(Extracted records)

----

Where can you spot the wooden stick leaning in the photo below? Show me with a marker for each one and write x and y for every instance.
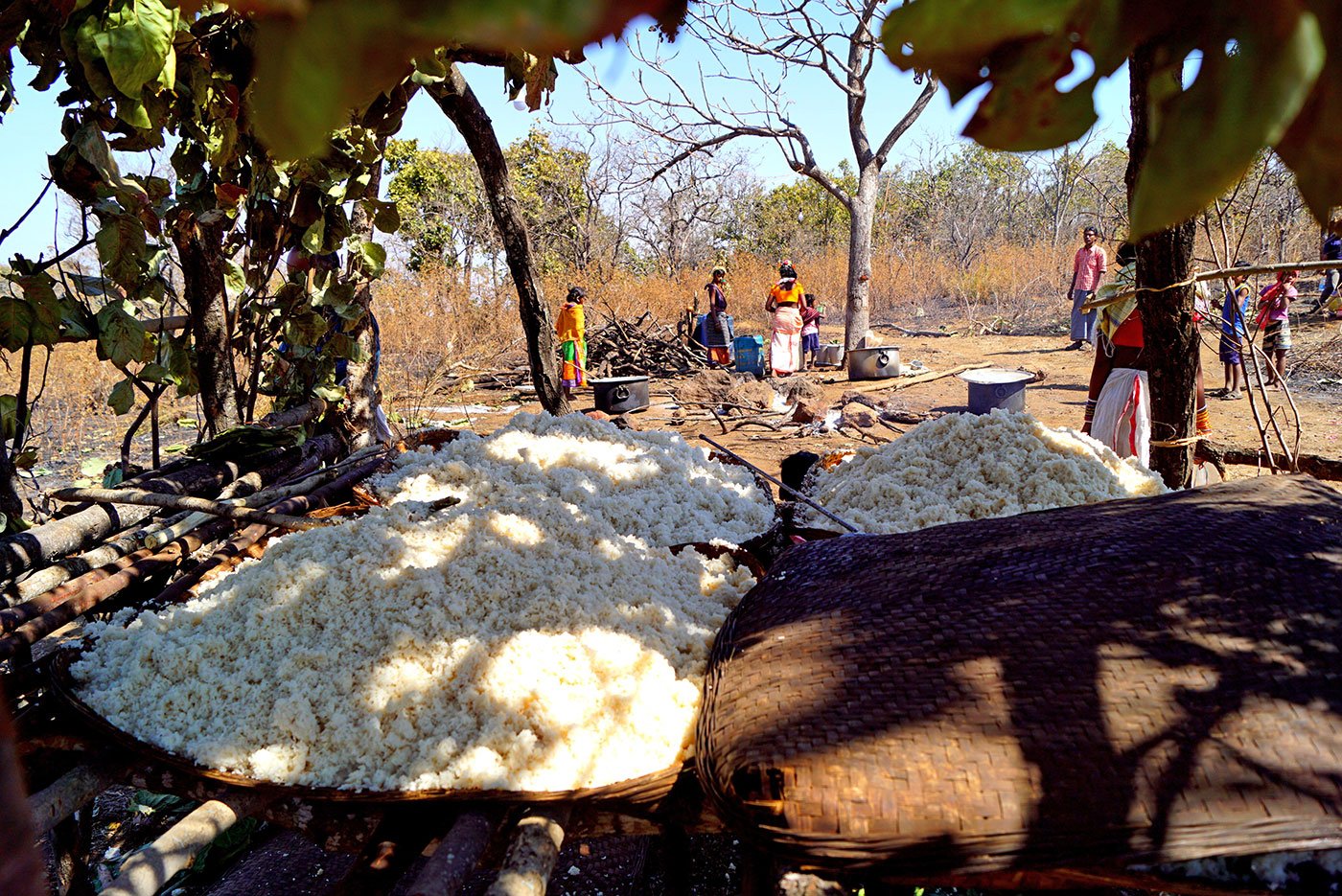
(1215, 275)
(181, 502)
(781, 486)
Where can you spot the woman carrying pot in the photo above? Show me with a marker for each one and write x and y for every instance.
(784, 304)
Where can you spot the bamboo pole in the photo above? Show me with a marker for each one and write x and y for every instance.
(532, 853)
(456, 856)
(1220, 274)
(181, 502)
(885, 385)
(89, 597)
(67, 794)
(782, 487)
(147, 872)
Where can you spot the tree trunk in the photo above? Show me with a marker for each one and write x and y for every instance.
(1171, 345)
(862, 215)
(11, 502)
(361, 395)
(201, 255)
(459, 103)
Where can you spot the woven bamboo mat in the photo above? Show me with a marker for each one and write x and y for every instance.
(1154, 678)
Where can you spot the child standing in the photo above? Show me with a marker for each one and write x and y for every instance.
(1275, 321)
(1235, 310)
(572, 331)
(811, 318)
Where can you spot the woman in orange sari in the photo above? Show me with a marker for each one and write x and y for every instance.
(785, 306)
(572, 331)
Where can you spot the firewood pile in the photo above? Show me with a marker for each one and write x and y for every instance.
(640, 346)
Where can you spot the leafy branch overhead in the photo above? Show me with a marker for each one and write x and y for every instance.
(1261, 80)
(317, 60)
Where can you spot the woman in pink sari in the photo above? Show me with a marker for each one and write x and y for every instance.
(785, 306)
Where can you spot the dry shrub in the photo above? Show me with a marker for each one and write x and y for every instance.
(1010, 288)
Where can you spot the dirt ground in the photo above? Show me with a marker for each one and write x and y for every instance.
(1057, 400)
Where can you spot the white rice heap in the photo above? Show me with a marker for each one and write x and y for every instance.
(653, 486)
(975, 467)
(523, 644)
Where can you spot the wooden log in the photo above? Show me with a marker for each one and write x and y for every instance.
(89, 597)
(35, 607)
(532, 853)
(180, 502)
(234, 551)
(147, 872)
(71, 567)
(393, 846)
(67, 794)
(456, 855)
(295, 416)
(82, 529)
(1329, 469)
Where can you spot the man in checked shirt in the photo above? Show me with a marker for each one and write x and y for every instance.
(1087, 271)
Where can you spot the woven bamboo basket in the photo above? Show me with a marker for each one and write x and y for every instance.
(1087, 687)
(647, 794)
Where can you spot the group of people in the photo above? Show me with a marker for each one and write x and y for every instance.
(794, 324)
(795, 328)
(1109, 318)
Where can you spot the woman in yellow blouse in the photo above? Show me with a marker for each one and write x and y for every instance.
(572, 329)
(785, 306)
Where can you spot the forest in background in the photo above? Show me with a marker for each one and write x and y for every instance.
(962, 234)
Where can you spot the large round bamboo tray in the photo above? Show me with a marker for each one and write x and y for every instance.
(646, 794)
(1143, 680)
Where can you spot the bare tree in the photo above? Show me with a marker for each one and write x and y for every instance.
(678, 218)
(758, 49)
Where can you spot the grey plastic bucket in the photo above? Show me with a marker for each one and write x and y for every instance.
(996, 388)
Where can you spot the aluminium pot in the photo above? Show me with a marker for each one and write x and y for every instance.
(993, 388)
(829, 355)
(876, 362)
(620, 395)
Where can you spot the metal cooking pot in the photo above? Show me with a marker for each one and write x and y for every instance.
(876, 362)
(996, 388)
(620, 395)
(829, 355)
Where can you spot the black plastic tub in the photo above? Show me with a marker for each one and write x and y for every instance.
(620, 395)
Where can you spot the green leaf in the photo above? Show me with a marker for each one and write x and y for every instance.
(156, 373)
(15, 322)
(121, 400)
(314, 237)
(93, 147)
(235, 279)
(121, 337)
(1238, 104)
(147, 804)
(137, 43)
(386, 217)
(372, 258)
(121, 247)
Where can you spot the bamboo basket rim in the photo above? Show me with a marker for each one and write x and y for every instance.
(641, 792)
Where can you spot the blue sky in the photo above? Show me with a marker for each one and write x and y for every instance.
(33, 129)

----

### Problem requirements:
Can you rewrite the records from the line that contains "Where can you spot the man" through the line that contains "(1087, 271)", adding 106 to each coordinate value in the answers and leaving every other line as it is?

### Written solution:
Where can you spot the man in checked shirt in the photo above? Show me with a marker for each one and write x and y for every instance.
(1193, 377)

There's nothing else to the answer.